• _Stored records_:
- - - - - - -

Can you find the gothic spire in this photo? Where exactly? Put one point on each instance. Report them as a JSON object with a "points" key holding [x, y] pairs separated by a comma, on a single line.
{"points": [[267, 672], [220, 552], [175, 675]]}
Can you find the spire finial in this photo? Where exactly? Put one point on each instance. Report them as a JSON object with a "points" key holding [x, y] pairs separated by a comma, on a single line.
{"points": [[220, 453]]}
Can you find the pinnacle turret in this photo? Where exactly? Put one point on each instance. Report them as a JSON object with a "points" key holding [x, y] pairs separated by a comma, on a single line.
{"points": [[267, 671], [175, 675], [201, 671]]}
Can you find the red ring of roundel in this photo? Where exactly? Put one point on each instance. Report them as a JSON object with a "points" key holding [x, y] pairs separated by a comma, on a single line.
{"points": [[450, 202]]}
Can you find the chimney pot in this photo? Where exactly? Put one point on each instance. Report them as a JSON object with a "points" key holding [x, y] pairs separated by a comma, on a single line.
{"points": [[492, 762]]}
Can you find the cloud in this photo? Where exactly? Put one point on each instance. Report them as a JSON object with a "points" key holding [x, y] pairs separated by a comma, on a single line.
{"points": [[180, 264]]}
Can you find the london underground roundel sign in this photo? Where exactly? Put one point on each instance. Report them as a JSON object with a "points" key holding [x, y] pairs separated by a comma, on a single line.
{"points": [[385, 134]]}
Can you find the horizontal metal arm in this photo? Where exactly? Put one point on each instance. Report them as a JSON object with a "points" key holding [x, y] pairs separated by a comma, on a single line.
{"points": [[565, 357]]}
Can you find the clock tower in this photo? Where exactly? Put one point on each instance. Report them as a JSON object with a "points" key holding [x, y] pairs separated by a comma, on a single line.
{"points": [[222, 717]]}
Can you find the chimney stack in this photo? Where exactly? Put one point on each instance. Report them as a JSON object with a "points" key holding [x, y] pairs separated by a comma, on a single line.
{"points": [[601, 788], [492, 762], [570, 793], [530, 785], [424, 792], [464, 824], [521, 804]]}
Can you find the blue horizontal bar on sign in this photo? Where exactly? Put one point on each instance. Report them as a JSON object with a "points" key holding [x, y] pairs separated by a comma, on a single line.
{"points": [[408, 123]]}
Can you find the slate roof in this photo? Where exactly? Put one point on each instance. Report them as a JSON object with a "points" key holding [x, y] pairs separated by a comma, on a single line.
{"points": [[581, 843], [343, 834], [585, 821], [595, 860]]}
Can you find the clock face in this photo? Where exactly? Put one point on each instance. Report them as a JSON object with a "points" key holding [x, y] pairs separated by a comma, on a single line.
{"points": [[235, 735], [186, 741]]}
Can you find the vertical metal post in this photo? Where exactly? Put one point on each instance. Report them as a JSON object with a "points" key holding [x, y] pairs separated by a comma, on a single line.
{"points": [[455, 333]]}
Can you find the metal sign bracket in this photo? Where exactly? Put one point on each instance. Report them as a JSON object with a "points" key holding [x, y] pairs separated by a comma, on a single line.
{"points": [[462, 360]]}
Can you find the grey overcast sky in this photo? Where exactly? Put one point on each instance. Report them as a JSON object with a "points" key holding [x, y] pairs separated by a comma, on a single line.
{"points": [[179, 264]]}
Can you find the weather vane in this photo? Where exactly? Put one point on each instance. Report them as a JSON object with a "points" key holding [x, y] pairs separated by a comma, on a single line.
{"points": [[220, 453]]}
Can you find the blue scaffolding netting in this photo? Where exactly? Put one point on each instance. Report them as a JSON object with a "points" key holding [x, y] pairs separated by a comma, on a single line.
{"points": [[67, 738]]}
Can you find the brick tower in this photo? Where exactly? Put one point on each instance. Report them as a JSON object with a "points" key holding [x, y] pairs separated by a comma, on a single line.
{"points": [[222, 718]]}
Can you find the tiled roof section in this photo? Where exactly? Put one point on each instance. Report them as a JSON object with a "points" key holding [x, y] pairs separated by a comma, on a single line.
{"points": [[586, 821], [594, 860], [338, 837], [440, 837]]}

- - - - - - -

• _EXERCISE REQUIREMENTS_: Using the records above, write out exactly the lines from the one containing "Can you find the tiled" through the last, and add nothing.

• _RESULT OF THE EXERCISE_:
Can you find the tiled roof section in this photo? Where exactly? Put one point on each instance. Report them as a JSON object with a "points" key holding [x, y] pairs separated by a comma, on a single line.
{"points": [[586, 821], [594, 860], [338, 837], [440, 837]]}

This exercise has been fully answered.